Point placement records
•••

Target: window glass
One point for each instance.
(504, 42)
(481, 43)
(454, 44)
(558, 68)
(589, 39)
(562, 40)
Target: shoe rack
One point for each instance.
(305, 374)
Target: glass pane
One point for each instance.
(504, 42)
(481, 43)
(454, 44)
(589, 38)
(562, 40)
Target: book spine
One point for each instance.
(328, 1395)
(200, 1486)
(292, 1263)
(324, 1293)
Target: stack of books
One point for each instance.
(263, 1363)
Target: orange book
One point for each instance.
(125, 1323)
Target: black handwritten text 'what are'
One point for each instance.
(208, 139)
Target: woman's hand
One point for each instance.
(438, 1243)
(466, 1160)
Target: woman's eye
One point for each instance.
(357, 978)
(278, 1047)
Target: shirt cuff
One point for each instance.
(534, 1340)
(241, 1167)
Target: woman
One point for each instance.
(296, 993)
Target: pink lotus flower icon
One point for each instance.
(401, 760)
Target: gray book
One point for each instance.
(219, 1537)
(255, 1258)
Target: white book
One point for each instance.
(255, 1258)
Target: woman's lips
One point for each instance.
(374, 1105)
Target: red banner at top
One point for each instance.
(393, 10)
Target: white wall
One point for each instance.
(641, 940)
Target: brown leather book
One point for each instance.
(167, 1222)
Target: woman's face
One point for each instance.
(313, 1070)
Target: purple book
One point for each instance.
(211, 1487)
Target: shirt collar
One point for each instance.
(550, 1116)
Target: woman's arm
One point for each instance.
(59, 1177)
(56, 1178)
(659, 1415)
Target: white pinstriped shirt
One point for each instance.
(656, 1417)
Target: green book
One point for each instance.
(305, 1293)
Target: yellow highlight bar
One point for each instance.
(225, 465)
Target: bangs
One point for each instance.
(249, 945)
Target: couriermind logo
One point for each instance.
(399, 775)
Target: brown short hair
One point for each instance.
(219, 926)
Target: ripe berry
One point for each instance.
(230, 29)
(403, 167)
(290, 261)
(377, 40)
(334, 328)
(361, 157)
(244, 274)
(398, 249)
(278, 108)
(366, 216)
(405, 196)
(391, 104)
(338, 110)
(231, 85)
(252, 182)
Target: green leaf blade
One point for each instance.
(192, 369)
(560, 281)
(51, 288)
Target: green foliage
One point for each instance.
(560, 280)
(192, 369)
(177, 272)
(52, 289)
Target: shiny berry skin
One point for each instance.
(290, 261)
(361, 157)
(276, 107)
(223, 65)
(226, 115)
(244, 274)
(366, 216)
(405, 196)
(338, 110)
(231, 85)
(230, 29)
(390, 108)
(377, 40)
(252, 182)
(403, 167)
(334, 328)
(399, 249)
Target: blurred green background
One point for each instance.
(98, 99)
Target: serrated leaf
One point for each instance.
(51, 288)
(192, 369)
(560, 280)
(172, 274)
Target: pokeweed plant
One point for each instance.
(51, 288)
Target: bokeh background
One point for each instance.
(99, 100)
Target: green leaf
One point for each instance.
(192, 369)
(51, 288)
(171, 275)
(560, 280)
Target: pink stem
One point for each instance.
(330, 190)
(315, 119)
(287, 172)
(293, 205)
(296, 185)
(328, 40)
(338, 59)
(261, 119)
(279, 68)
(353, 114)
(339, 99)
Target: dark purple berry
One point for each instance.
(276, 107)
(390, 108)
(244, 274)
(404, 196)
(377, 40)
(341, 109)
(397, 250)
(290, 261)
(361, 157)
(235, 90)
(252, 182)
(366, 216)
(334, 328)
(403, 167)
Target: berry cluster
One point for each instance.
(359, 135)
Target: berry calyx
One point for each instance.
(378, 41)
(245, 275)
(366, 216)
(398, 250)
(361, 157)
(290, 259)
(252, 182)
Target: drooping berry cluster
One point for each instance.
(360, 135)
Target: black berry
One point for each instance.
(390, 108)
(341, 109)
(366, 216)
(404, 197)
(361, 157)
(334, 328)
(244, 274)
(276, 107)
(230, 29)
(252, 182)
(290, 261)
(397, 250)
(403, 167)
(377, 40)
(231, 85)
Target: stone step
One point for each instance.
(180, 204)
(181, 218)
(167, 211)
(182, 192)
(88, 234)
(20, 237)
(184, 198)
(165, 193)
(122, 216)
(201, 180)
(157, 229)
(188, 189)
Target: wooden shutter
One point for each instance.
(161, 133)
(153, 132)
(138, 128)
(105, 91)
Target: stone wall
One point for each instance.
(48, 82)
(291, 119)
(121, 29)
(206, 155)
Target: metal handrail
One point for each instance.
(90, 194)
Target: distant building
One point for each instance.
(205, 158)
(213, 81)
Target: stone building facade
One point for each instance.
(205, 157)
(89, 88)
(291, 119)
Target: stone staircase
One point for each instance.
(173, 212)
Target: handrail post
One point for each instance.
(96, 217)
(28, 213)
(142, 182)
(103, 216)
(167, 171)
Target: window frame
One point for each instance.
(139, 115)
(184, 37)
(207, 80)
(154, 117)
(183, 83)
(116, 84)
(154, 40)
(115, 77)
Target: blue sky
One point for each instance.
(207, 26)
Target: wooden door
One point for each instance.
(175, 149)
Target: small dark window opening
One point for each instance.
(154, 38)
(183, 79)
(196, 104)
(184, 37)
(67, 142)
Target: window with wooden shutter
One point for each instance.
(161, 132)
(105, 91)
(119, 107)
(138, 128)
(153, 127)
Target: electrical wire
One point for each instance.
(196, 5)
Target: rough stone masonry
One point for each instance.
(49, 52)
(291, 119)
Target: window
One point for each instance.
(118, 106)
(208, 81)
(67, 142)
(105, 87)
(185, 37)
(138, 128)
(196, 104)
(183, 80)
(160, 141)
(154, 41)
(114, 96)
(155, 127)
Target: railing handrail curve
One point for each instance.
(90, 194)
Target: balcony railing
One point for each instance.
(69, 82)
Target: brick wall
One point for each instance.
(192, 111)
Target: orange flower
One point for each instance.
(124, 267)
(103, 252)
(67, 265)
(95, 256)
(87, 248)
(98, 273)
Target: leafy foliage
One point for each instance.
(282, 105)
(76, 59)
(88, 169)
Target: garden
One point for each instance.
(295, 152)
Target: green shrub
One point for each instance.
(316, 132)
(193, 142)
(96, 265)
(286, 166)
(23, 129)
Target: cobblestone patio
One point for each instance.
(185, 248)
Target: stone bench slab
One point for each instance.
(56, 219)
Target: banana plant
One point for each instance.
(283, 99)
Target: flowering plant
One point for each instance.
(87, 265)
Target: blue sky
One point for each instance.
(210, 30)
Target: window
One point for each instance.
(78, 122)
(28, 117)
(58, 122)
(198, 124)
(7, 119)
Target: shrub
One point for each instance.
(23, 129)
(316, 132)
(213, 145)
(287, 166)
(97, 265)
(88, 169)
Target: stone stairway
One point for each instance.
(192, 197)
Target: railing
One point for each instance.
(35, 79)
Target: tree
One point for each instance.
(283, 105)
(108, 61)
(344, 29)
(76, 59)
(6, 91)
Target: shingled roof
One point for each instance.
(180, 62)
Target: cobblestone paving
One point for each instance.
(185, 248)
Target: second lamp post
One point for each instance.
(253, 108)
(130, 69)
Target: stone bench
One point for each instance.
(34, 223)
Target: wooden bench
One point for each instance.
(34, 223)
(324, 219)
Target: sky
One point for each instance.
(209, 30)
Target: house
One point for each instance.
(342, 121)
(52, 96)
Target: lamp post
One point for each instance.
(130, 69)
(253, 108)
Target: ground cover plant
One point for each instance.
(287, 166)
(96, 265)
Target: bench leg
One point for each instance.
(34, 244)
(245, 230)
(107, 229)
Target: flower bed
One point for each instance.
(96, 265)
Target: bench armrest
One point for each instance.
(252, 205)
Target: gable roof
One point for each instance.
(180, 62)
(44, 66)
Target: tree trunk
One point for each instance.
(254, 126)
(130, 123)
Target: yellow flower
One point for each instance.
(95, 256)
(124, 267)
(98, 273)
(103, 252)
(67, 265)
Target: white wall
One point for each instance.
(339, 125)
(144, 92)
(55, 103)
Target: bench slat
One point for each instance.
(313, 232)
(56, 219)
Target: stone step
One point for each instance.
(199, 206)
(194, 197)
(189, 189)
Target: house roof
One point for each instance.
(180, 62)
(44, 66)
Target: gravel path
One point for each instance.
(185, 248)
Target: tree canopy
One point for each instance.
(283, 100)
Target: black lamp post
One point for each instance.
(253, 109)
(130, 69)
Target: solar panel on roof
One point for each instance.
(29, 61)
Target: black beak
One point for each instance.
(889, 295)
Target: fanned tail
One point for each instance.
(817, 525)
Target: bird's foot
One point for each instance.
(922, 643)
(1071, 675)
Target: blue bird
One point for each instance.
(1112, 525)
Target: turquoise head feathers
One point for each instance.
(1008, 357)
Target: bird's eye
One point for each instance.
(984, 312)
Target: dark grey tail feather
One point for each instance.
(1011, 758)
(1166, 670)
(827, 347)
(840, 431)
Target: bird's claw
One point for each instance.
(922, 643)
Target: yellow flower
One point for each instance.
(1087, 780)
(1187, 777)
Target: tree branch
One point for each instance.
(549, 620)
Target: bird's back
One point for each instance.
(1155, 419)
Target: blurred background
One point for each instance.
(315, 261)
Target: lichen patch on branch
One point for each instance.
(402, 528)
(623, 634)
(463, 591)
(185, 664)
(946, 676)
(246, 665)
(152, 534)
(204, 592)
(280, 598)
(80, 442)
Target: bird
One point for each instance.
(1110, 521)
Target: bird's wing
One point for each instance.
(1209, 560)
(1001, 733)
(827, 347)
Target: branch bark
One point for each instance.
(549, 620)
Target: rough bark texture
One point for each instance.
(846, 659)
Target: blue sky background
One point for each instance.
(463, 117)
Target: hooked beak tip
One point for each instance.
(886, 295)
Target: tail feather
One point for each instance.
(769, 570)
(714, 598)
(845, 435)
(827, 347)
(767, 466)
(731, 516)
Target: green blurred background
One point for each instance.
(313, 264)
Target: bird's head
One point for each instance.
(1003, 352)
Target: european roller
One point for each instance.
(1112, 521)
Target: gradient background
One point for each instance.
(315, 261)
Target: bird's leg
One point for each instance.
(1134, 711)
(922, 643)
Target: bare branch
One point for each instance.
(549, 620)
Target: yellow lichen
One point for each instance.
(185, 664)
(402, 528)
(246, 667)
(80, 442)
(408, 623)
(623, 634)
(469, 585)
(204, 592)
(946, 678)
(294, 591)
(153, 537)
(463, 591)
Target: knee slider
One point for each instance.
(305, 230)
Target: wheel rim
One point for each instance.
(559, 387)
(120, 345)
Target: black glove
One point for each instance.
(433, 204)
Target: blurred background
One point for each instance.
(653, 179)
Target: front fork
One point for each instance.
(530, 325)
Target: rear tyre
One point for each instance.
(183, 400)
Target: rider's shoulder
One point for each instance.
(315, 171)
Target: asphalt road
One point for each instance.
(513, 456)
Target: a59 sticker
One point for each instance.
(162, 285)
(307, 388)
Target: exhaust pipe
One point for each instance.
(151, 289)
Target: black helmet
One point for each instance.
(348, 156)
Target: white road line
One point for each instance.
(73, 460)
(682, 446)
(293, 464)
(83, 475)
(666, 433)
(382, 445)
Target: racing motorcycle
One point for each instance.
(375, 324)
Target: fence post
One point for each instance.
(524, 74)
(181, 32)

•••

Copy out the lines starting at the one containing "Target: knee slider" and ending with the last line of the entries. Include nothing else.

Target: knee slider
One point for each instance.
(305, 230)
Target: wheel rim
One point for each instance.
(559, 387)
(120, 345)
Target: black glove
One point for each instance.
(433, 204)
Target: blurred background
One point for each instance.
(653, 179)
Target: front fork
One point for each instance.
(530, 325)
Target: rear tyre
One point for each instance.
(183, 400)
Target: rider's shoulder
One point for each instance.
(315, 171)
Target: asphalt road
One point for each instance.
(513, 456)
Target: a59 sticker
One point for each instance.
(162, 285)
(307, 388)
Target: exhaust pipe
One point for each instance.
(151, 289)
Target: black helmet
One point for each instance.
(348, 156)
Target: white road line
One point for each instance.
(73, 460)
(682, 446)
(293, 464)
(83, 475)
(666, 433)
(382, 445)
Target: racing motorcycle
One point for each instance.
(375, 324)
Target: fence post
One point for each instance.
(524, 74)
(181, 32)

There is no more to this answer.